#### Extracted material
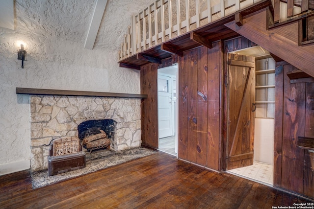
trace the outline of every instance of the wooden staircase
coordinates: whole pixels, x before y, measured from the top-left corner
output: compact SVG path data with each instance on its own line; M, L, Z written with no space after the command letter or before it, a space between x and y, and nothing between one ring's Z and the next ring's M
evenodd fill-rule
M169 4L171 1L161 2L157 6L160 2L156 1L155 12L157 8L162 8L162 3ZM236 6L232 6L236 7ZM210 48L212 43L240 35L269 51L277 61L285 61L314 77L314 0L275 0L273 4L271 0L263 0L245 9L236 10L229 15L222 15L215 21L209 23L209 19L207 24L193 30L187 30L185 33L176 37L169 35L172 38L169 40L164 39L164 35L173 30L166 29L164 33L151 37L149 29L148 37L141 32L144 41L138 42L141 37L137 31L147 30L144 24L142 24L144 28L141 28L138 23L147 21L146 19L151 19L150 15L154 11L150 11L145 10L136 16L135 22L138 23L133 23L128 30L125 42L119 52L120 67L140 70L141 66L149 63L160 64L162 60L173 54L183 56L184 51L202 46ZM191 21L198 20L197 17L202 17L202 14L201 12L198 16L196 15L191 18ZM183 23L187 24L187 21L184 21ZM152 27L149 22L148 25ZM180 23L171 28L178 30L179 25L182 27ZM134 25L138 27L135 28ZM157 44L160 34L162 34L160 39L161 43ZM152 42L153 40L155 45ZM149 44L147 40L150 40Z
M313 14L313 13L312 13ZM272 23L269 8L243 20L243 25L235 22L225 24L227 27L256 43L291 65L314 77L314 45L299 46L300 22L297 20L287 24L278 24L267 29Z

#### Exercise aim
Please swap "evenodd" for "nonzero" in the data above, leaving everything else unchanged and omitting the pictures.

#### Answer to this problem
trace the outline of every instance of the wooden staircase
coordinates: whole pixels, x before y, measured from the top-left corner
output: compact SVG path data with each instance on its own line; M, L, Z written with no space after the command letter or before it, a space between x and y, and nothing between one ring's Z and the next ring's M
nonzero fill-rule
M169 4L171 1L161 2L157 6L160 2L156 1L155 12L157 8L162 8L162 3ZM236 6L232 6L236 7ZM210 48L212 43L240 35L269 51L277 61L285 61L314 77L314 0L275 0L273 4L271 0L263 0L245 9L236 10L229 15L222 15L215 21L209 23L209 19L207 24L193 30L187 30L185 33L176 37L169 35L172 38L169 40L164 39L164 35L173 30L166 29L164 33L151 37L149 29L148 37L141 32L144 41L138 42L141 37L137 31L147 30L144 24L142 24L144 28L141 28L138 23L147 21L146 19L151 19L150 15L154 11L150 11L145 10L136 16L135 22L138 23L133 23L128 30L125 42L119 52L120 67L140 70L141 66L149 63L160 64L162 60L173 54L183 56L184 51L202 46ZM191 21L198 20L197 17L202 17L202 14L201 12L198 16L196 15L191 18ZM183 23L187 24L187 21L184 21ZM152 27L149 22L148 25ZM180 23L171 28L178 30L179 25L182 27ZM134 25L138 27L135 28ZM157 44L160 34L162 34L160 39L161 43ZM152 42L153 40L155 45ZM149 44L147 40L150 40Z
M313 14L313 13L312 13ZM272 23L269 8L243 20L243 25L235 22L225 24L227 27L256 43L291 65L314 77L314 45L299 46L300 22L297 20L287 24L278 24L267 29Z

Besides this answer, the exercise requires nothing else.